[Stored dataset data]
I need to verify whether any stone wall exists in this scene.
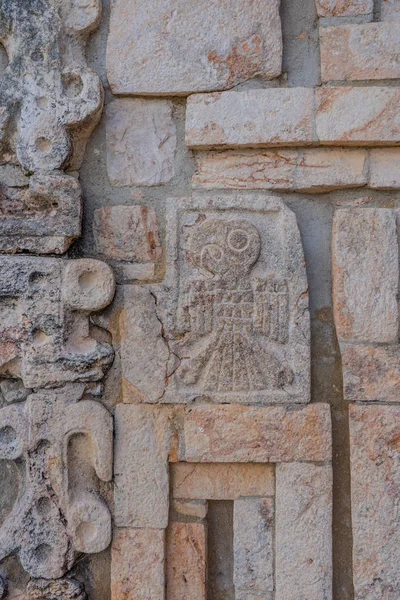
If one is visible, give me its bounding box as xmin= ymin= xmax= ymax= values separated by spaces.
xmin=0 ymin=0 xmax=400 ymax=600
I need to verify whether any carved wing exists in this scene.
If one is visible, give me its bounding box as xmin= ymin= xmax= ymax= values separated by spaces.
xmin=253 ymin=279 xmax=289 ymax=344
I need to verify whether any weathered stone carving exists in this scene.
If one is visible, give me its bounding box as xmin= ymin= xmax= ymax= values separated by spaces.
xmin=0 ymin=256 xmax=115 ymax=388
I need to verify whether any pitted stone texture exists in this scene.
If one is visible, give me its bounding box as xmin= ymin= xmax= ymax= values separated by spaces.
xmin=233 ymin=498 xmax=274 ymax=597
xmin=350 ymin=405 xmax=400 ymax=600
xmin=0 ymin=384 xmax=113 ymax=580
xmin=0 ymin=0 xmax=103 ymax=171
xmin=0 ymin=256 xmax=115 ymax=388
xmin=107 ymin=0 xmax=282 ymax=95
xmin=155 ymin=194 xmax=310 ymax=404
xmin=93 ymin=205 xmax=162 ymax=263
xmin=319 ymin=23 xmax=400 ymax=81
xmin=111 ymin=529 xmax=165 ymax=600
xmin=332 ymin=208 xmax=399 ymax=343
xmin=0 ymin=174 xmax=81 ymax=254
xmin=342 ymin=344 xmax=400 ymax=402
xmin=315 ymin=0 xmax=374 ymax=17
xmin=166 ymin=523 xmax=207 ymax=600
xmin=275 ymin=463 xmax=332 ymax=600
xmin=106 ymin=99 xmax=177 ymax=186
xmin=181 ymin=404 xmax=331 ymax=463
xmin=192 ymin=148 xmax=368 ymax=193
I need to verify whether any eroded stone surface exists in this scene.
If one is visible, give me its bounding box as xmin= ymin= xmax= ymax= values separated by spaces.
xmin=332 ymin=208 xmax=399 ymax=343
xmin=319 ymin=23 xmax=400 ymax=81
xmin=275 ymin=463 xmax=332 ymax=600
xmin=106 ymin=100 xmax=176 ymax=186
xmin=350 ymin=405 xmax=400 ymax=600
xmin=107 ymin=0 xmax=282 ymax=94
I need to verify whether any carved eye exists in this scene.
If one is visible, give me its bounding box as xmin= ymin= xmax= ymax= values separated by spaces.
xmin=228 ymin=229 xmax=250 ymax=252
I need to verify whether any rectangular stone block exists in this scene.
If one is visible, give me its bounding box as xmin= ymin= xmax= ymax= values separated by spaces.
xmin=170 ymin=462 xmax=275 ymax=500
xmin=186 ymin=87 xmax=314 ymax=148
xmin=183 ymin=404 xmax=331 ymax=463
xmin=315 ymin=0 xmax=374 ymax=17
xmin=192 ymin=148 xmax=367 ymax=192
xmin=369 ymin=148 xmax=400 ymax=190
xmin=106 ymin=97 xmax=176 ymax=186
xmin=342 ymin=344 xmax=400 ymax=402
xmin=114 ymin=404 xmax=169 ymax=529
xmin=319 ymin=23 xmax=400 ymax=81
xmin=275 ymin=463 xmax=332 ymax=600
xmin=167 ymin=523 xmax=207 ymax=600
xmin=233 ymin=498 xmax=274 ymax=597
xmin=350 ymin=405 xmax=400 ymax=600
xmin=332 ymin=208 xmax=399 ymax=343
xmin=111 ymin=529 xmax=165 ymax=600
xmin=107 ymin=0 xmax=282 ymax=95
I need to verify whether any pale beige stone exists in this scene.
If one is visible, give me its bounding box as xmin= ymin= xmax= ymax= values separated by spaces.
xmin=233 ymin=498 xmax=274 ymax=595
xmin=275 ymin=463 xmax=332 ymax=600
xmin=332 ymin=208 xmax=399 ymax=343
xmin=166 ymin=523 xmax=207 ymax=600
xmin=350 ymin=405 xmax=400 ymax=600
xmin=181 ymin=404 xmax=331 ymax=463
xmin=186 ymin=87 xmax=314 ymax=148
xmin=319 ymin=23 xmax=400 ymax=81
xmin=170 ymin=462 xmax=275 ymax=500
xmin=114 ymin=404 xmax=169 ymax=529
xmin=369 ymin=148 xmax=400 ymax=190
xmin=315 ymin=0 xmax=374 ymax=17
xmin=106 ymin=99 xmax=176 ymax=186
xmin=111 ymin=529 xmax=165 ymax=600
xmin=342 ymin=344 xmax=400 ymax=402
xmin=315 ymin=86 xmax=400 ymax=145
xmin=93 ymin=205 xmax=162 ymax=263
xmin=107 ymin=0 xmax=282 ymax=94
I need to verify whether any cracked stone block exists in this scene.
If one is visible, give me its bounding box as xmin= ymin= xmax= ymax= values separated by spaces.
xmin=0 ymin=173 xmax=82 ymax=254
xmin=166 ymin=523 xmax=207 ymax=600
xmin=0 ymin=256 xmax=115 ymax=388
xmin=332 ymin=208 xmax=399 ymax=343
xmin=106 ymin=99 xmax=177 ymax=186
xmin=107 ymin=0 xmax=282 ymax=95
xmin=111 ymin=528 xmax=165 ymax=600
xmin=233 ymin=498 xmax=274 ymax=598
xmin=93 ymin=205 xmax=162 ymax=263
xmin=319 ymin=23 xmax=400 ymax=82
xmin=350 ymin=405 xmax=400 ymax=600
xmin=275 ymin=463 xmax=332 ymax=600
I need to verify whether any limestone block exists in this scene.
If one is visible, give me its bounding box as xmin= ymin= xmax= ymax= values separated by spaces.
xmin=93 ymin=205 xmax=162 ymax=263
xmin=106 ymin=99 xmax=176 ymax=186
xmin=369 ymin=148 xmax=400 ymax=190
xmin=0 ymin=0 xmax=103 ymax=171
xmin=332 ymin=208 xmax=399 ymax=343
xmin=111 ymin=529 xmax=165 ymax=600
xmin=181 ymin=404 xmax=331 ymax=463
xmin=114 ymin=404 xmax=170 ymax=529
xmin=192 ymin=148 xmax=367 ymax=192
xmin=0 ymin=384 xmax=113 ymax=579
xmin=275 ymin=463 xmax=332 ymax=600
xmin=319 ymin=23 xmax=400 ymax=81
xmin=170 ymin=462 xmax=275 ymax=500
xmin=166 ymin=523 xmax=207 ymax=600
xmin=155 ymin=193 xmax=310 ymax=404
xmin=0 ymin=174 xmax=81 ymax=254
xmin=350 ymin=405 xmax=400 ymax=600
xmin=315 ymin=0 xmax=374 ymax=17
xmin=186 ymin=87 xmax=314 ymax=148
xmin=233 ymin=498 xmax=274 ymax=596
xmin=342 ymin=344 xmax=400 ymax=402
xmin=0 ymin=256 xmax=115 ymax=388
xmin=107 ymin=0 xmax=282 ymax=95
==
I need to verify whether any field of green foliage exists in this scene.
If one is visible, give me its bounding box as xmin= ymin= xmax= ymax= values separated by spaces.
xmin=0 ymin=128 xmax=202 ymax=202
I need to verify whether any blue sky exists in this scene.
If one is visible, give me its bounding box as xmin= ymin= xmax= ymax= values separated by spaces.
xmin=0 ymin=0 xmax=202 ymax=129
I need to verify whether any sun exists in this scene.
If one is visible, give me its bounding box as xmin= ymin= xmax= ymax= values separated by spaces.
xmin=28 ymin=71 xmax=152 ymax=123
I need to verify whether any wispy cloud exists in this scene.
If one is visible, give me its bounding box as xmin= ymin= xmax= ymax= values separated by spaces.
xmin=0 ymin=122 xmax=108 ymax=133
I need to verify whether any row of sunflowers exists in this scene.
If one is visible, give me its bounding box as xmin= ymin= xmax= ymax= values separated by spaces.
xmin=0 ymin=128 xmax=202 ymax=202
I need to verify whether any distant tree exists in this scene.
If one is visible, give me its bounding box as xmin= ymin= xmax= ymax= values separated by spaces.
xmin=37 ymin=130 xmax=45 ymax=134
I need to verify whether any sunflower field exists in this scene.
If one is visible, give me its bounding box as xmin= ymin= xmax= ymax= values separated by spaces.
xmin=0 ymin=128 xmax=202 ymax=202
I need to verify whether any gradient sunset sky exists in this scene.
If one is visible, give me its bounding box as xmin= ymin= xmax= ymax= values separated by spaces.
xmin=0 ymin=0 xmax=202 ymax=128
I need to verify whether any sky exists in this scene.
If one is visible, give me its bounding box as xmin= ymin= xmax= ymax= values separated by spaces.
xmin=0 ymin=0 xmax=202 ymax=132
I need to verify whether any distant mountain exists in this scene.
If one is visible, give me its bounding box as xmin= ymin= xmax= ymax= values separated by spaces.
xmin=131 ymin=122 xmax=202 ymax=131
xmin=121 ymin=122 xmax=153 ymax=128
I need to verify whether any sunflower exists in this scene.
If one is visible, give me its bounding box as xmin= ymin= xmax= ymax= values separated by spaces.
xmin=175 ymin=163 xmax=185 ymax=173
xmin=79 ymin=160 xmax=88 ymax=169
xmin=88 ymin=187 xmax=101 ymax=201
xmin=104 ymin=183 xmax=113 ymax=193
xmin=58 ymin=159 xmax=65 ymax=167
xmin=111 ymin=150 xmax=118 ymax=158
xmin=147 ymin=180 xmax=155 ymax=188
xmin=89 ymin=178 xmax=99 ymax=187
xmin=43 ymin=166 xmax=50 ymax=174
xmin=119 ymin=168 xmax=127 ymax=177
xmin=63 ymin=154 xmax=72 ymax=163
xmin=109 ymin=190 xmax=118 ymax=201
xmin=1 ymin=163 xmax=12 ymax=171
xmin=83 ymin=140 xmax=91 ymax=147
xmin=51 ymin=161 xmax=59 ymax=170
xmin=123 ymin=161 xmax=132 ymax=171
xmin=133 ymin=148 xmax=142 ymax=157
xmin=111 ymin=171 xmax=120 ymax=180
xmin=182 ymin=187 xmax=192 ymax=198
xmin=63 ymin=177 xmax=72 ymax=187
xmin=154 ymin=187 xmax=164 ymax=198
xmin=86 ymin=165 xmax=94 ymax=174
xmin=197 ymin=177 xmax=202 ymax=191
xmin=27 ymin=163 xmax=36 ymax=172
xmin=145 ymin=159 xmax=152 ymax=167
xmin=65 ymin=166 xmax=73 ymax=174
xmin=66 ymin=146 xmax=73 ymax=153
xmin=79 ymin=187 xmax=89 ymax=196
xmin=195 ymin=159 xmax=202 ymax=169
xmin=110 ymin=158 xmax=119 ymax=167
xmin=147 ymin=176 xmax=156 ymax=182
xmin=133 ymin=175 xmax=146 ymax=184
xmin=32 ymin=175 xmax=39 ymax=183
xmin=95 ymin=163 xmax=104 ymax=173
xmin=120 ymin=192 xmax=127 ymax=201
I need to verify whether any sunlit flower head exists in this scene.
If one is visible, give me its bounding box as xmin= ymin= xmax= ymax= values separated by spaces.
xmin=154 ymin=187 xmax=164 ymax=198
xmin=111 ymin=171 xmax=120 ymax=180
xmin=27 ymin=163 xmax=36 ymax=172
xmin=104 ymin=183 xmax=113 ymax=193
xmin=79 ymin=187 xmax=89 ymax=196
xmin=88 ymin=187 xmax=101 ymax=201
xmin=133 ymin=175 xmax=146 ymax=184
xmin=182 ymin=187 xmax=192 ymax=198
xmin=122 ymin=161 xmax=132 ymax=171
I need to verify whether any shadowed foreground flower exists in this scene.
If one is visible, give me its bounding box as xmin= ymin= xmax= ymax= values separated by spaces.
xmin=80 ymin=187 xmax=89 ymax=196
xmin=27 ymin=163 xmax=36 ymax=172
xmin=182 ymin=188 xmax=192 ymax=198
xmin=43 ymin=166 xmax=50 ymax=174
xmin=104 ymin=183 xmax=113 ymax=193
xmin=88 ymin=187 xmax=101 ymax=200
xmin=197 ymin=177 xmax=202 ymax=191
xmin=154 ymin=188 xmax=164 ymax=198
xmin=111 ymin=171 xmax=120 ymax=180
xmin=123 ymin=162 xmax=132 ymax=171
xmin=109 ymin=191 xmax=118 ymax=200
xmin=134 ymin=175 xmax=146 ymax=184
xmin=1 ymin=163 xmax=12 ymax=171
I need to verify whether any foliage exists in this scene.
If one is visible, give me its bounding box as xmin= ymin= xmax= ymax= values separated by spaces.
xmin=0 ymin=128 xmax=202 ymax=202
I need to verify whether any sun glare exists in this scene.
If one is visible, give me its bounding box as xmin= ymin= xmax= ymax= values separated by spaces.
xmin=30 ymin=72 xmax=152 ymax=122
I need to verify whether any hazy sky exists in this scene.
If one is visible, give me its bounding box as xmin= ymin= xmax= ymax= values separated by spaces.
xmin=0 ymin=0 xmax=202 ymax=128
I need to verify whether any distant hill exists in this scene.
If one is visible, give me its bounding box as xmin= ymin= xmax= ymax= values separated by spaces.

WORK INSTRUCTIONS
Find every line in the data that contains the word "distant" and copy each of those lines.

SOLUTION TO THIS PROBLEM
I need to verify whether any distant tree exists in this scene.
I need to verify whether any distant mountain exists in this scene.
I need to verify whether any distant hill exists in this scene.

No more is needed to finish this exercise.